--- The exercise ---
Rewrite only the records starting at the line that contains "pinpoint the louvred" and ending at the line that contains "[[19, 73, 67, 75]]", renaming "bounding box" to "enclosing rectangle" everywhere in them and keeping all else unchanged.

+===+

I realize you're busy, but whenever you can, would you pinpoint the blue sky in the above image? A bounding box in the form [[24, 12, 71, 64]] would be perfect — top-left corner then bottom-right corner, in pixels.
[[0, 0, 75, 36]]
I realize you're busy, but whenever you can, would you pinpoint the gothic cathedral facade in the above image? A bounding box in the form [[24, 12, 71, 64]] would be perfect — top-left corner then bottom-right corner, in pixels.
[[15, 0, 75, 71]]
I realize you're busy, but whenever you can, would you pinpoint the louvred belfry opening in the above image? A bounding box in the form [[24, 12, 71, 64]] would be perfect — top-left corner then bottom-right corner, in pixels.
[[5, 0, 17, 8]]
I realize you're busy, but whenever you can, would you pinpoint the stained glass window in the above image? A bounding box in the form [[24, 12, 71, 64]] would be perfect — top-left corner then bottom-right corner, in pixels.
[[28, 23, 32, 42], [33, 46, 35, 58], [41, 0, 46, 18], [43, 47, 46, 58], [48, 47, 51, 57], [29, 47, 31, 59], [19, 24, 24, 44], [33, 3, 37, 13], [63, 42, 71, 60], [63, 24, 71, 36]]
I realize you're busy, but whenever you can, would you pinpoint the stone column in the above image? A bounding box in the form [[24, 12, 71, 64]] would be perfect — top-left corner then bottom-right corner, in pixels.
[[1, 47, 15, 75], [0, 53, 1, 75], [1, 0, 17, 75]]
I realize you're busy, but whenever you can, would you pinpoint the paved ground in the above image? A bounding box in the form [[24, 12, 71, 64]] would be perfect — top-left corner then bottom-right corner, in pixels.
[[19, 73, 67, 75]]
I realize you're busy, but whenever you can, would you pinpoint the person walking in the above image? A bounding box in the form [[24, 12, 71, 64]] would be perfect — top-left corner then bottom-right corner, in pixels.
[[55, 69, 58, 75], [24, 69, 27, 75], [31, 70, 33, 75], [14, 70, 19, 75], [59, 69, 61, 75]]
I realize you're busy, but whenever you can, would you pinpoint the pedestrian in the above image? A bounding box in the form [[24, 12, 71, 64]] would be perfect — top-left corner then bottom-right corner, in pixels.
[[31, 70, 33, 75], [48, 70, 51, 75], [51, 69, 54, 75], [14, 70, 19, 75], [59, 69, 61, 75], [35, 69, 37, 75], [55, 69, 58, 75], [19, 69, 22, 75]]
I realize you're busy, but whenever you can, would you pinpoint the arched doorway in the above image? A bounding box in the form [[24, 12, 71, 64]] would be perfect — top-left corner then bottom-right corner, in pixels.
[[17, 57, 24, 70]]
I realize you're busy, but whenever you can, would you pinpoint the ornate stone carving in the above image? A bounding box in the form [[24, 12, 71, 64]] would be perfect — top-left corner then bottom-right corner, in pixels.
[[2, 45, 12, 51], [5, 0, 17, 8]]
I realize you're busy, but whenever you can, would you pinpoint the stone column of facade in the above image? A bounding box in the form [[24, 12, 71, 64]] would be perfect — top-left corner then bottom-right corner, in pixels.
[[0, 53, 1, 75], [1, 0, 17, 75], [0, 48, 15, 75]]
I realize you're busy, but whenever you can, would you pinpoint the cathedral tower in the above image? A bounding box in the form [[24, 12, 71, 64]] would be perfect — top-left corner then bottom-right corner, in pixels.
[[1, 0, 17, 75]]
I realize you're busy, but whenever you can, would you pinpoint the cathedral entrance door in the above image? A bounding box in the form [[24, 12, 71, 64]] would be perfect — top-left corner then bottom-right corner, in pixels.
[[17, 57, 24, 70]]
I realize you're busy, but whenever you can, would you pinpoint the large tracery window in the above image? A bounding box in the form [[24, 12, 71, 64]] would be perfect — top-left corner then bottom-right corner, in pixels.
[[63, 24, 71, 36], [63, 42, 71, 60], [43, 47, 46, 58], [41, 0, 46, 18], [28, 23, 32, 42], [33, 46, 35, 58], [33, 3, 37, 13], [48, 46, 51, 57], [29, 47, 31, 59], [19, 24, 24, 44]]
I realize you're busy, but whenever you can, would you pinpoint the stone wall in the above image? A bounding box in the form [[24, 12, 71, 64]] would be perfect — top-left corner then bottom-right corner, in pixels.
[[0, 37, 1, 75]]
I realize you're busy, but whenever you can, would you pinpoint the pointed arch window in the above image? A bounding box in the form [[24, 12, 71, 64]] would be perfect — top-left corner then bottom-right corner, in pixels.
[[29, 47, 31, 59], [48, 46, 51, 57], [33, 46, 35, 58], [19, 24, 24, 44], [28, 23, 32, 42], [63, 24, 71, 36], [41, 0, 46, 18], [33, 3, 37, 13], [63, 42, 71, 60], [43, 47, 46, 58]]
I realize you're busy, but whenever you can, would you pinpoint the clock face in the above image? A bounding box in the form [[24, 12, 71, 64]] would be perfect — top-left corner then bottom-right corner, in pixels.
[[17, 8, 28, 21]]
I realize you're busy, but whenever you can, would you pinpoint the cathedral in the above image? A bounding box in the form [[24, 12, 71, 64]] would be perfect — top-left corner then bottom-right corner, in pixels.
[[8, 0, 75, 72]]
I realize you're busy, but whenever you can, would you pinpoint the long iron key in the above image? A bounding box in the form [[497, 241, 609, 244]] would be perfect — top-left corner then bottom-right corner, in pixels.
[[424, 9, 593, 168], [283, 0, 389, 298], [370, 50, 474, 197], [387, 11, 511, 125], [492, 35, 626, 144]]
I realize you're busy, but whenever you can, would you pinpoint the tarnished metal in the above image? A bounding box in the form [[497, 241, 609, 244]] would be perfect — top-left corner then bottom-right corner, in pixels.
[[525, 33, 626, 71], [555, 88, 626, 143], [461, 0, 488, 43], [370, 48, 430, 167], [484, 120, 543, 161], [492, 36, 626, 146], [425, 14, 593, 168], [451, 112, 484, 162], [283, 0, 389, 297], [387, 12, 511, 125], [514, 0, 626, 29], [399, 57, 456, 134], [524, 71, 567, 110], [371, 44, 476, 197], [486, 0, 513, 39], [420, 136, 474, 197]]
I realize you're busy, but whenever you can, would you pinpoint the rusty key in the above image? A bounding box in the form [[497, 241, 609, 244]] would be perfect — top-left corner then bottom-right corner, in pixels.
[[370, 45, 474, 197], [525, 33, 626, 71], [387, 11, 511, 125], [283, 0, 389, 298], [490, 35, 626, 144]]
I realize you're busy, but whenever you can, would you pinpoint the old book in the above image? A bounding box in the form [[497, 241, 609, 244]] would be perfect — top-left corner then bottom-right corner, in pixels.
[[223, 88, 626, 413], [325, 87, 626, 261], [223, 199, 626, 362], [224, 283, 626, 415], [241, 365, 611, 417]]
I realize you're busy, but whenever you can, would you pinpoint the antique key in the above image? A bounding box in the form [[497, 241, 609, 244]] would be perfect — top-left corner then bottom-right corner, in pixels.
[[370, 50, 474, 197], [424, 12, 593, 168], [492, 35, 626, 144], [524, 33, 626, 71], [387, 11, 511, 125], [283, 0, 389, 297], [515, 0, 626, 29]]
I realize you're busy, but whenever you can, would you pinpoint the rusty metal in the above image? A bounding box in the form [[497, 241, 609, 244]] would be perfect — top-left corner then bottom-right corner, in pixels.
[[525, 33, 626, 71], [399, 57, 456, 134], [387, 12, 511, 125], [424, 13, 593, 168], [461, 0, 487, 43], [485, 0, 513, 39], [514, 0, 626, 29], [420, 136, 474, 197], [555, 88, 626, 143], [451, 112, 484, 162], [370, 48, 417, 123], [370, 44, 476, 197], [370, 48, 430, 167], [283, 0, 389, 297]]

+===+

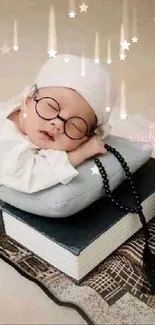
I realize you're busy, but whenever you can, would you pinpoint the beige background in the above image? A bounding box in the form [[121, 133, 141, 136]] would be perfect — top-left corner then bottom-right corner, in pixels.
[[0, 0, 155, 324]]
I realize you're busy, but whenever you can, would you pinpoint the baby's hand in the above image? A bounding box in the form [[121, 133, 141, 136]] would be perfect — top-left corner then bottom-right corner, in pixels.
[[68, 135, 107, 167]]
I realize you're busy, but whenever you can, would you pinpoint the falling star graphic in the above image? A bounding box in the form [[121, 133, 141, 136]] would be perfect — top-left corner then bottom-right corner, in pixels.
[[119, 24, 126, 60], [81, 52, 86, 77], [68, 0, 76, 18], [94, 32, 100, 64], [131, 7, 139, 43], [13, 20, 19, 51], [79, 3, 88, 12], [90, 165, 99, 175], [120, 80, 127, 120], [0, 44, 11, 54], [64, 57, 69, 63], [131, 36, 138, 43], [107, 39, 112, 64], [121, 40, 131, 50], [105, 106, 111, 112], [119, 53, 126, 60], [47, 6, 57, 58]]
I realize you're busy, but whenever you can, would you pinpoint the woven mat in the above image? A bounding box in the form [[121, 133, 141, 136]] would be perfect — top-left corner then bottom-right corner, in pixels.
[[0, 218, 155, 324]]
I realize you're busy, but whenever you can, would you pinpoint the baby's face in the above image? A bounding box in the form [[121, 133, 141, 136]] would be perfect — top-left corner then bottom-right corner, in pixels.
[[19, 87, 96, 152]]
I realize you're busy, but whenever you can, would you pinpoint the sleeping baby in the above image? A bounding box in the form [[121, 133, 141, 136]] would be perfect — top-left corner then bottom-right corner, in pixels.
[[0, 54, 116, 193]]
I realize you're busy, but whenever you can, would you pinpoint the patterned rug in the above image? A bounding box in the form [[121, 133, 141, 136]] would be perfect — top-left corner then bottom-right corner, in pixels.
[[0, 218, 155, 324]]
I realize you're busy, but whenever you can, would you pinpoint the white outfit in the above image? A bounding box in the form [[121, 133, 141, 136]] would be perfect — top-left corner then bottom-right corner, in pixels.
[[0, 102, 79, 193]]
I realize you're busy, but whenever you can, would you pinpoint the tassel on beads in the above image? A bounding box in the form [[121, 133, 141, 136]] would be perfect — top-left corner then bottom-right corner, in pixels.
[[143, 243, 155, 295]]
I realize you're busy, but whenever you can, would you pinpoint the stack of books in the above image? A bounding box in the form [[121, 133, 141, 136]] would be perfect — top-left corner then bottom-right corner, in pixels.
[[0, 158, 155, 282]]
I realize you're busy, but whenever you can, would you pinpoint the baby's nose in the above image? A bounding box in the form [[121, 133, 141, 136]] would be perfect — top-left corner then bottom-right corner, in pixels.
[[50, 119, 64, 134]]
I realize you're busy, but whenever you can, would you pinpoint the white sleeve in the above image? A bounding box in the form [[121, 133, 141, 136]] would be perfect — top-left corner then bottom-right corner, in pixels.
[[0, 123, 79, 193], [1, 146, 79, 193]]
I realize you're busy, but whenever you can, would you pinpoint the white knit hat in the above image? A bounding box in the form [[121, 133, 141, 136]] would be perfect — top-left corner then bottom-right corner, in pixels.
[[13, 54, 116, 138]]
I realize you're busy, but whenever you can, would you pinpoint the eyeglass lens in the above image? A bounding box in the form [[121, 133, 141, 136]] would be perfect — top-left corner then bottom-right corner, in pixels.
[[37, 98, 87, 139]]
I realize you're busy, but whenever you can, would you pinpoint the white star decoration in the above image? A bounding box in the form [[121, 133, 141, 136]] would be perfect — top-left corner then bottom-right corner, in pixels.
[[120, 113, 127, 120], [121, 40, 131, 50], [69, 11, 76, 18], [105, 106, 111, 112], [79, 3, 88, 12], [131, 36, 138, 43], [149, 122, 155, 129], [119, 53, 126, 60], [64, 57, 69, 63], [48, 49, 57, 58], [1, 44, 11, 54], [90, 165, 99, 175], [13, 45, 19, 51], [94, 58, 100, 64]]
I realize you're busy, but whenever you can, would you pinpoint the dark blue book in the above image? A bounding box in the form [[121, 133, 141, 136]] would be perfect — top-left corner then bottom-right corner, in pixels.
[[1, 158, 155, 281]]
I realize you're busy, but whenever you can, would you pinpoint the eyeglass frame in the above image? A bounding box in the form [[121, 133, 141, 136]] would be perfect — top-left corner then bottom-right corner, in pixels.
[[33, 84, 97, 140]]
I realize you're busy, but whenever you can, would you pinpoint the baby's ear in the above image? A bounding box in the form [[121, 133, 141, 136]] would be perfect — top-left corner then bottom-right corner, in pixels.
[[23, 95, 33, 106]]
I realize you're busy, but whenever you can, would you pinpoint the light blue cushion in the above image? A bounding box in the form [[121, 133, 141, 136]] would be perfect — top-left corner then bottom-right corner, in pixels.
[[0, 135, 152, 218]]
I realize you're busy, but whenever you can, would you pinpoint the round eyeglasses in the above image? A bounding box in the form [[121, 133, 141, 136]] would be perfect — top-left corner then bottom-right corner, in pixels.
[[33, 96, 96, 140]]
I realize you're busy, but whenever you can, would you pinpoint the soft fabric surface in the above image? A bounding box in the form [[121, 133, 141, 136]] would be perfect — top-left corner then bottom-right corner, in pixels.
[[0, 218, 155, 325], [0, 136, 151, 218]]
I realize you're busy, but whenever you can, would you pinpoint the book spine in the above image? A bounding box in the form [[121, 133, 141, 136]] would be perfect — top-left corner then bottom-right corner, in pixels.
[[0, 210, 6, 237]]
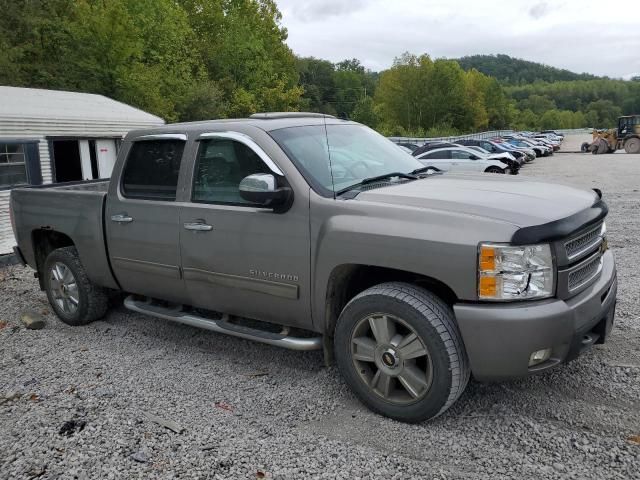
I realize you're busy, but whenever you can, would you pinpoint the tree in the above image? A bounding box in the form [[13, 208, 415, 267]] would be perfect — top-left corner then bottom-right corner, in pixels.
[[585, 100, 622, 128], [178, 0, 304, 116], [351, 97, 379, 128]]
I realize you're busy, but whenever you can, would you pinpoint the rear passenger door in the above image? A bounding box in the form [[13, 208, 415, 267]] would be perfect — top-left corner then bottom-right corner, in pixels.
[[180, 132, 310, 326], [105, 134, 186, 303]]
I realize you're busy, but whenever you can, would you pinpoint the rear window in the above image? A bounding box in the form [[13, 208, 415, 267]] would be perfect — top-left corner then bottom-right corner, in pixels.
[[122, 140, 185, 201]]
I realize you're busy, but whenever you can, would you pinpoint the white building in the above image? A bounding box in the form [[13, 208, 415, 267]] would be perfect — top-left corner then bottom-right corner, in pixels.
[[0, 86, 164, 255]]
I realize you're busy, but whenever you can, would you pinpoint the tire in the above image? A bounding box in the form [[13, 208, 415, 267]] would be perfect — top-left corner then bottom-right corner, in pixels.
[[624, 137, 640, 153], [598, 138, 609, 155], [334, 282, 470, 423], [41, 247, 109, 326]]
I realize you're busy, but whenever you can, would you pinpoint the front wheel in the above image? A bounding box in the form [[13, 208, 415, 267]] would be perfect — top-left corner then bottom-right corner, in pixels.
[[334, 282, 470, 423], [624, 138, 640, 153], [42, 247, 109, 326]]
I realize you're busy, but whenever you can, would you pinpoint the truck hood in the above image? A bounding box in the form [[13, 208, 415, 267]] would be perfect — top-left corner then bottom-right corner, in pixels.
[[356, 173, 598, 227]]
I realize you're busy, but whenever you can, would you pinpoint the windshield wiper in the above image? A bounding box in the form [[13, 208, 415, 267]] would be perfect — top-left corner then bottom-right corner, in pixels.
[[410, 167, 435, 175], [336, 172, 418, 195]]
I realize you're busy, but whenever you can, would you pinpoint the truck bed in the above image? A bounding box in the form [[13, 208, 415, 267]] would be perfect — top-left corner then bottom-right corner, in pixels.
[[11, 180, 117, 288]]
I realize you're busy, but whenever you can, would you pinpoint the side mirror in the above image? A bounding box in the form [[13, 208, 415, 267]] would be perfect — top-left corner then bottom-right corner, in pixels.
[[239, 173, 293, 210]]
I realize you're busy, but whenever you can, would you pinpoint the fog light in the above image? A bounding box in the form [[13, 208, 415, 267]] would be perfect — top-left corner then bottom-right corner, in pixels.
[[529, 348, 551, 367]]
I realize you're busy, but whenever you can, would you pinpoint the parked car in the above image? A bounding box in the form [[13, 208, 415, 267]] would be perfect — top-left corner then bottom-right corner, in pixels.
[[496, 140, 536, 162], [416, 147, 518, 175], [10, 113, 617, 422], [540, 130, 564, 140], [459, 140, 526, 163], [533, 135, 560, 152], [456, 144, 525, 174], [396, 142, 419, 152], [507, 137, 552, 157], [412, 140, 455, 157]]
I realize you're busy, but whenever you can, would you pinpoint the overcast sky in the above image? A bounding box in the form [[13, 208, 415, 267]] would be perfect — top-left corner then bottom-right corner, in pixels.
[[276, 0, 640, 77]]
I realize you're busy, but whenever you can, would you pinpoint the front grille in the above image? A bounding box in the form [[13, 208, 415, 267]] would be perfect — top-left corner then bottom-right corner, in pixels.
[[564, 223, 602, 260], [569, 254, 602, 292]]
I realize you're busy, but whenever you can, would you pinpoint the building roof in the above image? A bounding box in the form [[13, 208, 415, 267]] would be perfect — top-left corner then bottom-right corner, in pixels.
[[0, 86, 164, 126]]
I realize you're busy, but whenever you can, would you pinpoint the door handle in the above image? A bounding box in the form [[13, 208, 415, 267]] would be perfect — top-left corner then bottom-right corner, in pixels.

+===+

--- Response below ---
I realize you're busy, but whenever you can, would you pinpoint the louvred belfry opening in the above image? A enclosing rectangle in the form [[24, 12, 71, 64]] would be perfect — top-left corner then bottom-right corner, in pixels.
[[5, 0, 17, 8]]
I realize you're busy, but whenever you can, would you pinpoint the stained glass window in the above image? A enclosing rectangle in the form [[24, 12, 71, 64]] would be perfect — top-left corner then bottom-right corner, in pixels.
[[28, 23, 32, 42], [33, 46, 35, 58], [41, 0, 46, 18], [43, 47, 46, 58], [48, 47, 51, 57], [29, 47, 31, 59], [19, 24, 24, 44], [33, 3, 37, 13], [63, 42, 71, 60], [63, 24, 71, 36]]
I realize you're busy, but whenever you can, would you pinpoint the stone column in the above image? A enclosing rectangle in the form [[24, 12, 71, 64]] would be perfect — top-left corner then bottom-right corner, in pixels.
[[1, 47, 15, 75], [0, 53, 1, 75], [1, 0, 17, 75]]
I realize you're busy, but whenever you can, would you pinpoint the paved ground in the above image? A enclosing rectangle in the form [[24, 12, 71, 64]] would be perfect — top-left corner then bottom-right corner, in pixels.
[[19, 73, 67, 75]]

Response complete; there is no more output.